• Records for this task
-- Start --
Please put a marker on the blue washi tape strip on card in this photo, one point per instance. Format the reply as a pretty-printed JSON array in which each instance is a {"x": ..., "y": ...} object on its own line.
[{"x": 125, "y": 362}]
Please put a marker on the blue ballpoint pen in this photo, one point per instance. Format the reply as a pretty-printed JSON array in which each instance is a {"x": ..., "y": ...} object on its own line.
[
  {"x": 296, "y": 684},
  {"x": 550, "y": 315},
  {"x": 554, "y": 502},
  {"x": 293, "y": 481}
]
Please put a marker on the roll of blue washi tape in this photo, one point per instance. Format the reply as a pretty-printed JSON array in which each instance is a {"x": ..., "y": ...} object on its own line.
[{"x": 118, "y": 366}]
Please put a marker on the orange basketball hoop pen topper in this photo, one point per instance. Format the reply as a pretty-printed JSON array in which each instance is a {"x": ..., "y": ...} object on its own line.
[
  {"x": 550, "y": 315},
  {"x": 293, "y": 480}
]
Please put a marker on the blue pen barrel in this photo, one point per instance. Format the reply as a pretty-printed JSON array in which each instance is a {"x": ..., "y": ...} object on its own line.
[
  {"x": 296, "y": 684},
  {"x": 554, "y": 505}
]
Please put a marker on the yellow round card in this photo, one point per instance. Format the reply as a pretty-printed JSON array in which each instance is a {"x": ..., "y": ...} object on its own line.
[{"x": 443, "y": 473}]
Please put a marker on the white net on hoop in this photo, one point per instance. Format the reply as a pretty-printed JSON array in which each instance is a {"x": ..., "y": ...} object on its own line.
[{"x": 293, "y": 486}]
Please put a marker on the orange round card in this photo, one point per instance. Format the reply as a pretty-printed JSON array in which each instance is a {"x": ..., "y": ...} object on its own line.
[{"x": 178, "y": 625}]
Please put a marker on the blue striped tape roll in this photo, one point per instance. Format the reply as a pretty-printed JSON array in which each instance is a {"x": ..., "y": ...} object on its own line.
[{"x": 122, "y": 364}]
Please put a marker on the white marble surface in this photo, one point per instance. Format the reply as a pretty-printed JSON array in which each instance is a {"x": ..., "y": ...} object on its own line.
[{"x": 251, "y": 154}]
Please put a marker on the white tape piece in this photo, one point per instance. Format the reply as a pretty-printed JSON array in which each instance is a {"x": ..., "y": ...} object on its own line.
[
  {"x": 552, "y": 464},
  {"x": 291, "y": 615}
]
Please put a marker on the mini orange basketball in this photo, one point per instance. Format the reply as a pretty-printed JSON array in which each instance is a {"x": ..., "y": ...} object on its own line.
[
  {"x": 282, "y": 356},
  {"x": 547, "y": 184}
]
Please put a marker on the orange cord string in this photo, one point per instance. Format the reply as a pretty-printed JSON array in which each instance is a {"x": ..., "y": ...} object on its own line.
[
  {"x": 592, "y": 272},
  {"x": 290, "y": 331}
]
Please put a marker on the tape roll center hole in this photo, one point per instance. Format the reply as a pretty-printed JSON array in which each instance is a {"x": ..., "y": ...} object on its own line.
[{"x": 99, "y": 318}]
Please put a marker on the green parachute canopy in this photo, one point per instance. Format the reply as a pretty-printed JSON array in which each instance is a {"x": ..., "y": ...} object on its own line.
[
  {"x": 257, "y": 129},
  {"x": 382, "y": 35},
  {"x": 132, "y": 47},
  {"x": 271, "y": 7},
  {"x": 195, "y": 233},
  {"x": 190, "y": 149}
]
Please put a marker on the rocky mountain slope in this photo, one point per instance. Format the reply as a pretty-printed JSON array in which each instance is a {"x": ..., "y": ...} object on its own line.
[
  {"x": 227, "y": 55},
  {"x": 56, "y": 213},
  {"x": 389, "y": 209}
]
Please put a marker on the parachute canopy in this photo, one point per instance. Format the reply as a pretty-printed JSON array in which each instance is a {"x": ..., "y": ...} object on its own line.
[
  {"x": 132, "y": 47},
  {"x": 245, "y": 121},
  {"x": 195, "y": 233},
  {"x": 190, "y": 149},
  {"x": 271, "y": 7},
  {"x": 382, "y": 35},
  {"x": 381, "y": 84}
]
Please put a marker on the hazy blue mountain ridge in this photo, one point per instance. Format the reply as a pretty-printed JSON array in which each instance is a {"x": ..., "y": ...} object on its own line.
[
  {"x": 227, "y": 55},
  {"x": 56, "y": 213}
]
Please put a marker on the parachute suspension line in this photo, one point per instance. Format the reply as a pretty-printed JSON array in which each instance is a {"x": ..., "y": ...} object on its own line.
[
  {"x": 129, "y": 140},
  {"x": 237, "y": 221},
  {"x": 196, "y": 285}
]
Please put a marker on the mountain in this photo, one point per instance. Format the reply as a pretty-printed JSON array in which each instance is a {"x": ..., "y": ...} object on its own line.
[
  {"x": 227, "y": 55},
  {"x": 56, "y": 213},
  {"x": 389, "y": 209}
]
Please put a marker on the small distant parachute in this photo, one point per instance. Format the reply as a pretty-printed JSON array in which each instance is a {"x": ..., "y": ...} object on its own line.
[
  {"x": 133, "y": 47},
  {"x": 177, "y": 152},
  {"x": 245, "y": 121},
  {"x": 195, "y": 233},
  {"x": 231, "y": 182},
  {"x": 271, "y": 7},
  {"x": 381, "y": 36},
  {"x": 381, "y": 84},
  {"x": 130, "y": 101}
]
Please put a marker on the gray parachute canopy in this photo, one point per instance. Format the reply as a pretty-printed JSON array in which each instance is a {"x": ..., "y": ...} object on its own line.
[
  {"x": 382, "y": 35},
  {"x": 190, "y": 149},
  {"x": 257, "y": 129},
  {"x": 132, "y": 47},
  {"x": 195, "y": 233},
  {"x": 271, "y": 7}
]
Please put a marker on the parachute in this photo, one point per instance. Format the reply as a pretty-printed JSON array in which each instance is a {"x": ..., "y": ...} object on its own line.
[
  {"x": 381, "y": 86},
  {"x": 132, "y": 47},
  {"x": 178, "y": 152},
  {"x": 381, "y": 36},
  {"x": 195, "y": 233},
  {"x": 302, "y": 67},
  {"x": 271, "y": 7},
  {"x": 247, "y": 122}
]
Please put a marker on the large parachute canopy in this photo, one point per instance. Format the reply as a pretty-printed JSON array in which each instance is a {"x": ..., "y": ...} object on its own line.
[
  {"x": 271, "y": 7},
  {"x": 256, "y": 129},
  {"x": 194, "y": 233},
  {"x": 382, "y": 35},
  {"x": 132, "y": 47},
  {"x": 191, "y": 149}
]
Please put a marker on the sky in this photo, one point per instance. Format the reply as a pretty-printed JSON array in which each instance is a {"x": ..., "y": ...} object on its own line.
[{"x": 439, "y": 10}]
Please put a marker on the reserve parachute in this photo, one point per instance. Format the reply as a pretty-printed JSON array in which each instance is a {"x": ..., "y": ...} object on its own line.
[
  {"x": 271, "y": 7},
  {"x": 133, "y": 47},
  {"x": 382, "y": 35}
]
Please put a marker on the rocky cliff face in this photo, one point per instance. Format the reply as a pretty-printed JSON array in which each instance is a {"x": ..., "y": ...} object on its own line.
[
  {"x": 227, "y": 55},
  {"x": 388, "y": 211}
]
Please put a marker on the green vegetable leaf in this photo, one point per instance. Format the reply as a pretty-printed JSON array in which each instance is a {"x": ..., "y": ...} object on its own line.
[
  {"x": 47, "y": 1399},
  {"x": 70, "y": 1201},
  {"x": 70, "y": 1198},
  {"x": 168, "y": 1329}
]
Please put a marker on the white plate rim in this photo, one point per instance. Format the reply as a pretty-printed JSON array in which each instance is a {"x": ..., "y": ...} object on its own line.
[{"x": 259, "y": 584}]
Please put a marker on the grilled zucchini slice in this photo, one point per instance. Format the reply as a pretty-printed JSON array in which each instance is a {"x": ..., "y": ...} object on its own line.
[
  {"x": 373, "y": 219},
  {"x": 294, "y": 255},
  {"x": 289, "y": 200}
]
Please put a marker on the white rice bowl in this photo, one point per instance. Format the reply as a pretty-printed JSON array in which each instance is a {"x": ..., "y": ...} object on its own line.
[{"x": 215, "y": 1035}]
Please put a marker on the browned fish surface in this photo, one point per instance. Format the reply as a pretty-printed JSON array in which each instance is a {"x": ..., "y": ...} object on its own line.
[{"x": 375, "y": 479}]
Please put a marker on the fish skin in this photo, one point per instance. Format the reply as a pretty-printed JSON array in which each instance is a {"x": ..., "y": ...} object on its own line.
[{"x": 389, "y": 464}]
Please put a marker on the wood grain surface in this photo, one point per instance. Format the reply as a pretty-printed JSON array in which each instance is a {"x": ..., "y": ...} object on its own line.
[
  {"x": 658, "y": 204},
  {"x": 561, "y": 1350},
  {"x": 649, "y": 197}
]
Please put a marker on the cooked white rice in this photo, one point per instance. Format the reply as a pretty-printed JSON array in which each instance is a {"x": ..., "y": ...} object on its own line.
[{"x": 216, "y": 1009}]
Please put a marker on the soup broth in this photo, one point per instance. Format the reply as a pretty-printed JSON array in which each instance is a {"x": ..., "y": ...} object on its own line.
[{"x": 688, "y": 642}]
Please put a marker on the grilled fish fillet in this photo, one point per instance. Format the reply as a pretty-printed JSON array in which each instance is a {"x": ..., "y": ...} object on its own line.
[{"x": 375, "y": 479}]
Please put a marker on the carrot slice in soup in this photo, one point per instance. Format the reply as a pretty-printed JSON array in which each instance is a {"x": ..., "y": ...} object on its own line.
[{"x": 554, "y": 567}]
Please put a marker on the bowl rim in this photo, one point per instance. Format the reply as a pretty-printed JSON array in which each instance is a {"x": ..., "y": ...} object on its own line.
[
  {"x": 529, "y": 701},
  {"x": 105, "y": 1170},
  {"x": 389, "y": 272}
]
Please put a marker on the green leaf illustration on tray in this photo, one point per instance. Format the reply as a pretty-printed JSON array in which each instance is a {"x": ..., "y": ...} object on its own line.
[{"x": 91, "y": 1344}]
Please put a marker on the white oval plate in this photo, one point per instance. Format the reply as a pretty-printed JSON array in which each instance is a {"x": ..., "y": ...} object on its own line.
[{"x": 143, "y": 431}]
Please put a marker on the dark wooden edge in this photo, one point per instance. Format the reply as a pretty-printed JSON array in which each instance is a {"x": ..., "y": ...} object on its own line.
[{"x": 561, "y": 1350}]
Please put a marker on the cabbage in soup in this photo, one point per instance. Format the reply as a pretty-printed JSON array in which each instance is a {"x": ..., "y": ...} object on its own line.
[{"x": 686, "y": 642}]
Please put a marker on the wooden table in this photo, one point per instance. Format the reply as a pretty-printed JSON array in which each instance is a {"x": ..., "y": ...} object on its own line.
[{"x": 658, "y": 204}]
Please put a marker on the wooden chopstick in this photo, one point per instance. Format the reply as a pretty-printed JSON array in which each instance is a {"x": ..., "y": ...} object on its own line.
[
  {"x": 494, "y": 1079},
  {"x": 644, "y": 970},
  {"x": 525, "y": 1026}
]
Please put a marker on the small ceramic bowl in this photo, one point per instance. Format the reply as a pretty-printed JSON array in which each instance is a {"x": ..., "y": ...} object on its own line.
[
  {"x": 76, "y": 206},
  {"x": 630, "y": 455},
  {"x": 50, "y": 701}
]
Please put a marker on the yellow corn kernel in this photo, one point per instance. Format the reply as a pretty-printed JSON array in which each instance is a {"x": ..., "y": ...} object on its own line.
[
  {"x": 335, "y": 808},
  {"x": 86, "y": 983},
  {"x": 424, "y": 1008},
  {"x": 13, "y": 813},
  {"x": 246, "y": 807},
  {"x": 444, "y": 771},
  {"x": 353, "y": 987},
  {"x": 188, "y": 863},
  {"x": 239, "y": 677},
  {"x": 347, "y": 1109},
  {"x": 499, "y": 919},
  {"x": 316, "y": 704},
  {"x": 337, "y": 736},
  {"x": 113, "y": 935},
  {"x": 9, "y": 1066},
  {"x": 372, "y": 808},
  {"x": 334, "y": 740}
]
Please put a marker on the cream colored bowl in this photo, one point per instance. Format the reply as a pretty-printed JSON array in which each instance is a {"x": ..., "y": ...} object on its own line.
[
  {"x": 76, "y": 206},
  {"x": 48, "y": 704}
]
-- End --
• Problem
Reproduce precisely the span of lines that begins at the line containing "Please put a marker on the cream" and ends with the last line of the listing.

• Written solution
Please put a marker on the cream colored bowl in this photo, one point per instance. Format the reply as a pretty-printed JSON array in which each instance is a {"x": ..., "y": ...} object on its own line.
[
  {"x": 76, "y": 206},
  {"x": 48, "y": 704}
]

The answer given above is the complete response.